§ Excerpt:
From mboxrd@z Thu Jan  1 00:00:00 1970
From: John Hubbard <jhubbard@nvidia.com>
Subject: Re: [PATCH 1/2] mm: introduce put_user_page*(), placeholder versions
Date: Fri, 11 Jan 2019 19:06:08 -0800
Message-ID: <b6f4ed36-fc8d-1f9b-8c74-b12f61d496ae@nvidia.com>
References: <20181219020723.GD4347@redhat.com>
 <20181219110856.GA18345@quack2.suse.cz> <20190103015533.GA15619@redhat.com>
 <20190103092654.GA31370@quack2.suse.cz> <20190103144405.GC3395@redhat.com>
 <a79b259b-3982-b271-025a-0656f70506f4@nvidia.com>
 <20190111165141.GB3190@redhat.com>
 <1b37061c-5598-1b02-2983-80003f1c71f2@nvidia.com>
 <20190112020228.GA5059@redhat.com>
 <294bdcfa-5bf9-9c09-9d43-875e8375e264@nvidia.com>
 <20190112024625.GB5059@redhat.com>
Mime-Version: 1.0
Content-Type: text/plain; charset="utf-8"

§ Records:
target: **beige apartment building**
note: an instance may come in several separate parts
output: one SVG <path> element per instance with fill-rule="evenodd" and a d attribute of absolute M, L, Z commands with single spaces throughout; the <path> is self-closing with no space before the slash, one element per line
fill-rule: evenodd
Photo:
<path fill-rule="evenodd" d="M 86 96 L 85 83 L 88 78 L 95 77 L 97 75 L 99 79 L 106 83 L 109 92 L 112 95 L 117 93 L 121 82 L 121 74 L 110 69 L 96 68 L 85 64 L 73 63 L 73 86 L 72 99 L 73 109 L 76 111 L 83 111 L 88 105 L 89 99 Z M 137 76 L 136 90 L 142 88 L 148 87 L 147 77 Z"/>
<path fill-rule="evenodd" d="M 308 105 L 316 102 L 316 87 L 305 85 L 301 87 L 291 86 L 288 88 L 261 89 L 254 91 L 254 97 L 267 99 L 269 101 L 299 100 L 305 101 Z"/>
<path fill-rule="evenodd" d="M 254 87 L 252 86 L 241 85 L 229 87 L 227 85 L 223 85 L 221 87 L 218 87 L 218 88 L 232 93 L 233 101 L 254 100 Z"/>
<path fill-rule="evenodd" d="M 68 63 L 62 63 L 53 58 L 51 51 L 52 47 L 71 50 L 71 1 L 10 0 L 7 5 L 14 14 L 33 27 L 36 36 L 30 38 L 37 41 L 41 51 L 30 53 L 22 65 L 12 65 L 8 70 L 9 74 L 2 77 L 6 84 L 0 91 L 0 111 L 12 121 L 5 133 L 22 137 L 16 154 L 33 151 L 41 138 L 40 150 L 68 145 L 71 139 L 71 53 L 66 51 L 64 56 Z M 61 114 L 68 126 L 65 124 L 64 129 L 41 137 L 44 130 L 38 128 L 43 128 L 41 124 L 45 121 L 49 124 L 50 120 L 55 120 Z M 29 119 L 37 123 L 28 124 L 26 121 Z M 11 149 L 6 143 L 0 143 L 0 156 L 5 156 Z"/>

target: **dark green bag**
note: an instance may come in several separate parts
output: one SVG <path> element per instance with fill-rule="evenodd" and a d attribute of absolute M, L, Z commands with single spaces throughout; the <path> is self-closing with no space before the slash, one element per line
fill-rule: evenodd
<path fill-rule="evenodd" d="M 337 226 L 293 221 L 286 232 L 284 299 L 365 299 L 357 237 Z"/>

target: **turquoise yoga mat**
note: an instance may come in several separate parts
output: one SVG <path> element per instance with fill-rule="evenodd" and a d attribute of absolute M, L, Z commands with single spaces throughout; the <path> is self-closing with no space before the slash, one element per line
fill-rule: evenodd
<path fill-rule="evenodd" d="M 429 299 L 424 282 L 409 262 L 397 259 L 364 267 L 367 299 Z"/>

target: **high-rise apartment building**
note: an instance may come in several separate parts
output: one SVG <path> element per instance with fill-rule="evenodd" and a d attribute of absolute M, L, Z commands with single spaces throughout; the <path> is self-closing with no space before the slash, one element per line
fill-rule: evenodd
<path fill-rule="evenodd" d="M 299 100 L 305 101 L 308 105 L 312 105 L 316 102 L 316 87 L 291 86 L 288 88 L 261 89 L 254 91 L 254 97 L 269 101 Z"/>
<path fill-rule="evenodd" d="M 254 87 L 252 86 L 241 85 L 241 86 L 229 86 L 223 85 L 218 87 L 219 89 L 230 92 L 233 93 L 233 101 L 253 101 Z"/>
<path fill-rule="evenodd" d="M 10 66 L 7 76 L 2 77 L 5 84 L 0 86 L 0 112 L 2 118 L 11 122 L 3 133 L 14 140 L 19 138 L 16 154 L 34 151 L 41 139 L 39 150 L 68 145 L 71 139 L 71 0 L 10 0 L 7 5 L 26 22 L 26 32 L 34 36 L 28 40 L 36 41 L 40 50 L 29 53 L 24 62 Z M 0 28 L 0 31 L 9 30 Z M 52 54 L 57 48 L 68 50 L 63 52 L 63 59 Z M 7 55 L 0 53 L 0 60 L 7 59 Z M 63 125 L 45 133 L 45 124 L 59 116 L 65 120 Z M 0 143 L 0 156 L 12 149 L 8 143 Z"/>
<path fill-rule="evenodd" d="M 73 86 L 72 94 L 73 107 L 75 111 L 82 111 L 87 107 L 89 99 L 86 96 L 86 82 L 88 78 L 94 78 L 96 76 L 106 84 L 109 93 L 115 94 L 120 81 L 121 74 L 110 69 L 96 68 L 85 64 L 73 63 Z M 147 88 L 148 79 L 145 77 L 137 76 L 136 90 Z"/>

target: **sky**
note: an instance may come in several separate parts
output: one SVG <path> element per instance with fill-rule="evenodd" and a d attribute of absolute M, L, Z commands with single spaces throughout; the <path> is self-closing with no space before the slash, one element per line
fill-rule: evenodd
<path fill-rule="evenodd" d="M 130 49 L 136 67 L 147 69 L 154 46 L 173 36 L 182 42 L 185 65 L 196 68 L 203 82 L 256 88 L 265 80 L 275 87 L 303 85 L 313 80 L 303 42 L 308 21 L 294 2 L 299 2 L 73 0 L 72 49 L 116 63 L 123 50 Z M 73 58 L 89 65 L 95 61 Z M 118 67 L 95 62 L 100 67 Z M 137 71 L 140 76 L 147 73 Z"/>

* * *

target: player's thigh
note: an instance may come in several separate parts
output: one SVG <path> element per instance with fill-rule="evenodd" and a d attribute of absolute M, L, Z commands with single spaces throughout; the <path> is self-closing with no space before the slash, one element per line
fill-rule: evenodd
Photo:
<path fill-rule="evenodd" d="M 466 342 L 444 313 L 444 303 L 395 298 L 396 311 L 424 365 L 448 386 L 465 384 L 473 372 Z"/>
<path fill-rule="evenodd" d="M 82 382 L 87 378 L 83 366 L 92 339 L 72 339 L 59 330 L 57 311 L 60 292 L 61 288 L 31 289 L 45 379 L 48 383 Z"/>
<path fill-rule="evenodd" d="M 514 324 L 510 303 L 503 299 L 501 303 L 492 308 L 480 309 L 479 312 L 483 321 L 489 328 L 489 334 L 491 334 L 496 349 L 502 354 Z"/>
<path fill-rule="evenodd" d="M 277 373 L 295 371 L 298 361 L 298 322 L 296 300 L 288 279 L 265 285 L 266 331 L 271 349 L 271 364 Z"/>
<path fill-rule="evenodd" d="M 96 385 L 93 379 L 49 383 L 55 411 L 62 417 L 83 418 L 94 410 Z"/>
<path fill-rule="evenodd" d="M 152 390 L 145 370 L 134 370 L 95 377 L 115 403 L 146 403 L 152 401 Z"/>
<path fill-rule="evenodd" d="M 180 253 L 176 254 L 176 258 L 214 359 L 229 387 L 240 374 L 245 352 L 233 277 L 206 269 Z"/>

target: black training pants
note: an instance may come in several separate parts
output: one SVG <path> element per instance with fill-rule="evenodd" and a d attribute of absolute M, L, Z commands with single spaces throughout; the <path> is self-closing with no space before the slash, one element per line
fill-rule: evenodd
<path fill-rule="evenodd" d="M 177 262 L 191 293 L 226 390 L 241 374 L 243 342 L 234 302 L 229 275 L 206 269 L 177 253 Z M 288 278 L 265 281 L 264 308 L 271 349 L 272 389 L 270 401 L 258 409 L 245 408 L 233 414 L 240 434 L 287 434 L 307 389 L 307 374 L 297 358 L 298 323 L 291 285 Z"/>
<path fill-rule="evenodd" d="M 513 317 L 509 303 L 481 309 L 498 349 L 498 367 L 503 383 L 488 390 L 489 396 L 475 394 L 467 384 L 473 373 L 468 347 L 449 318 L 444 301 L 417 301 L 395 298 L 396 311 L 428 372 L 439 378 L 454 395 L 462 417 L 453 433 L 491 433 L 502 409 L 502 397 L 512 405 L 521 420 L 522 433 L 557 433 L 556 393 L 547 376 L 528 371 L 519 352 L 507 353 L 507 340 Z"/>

§ What is asked: In the email header, what is the subject line of the message?

§ Output below: Re: [PATCH 1/2] mm: introduce put_user_page*(), placeholder versions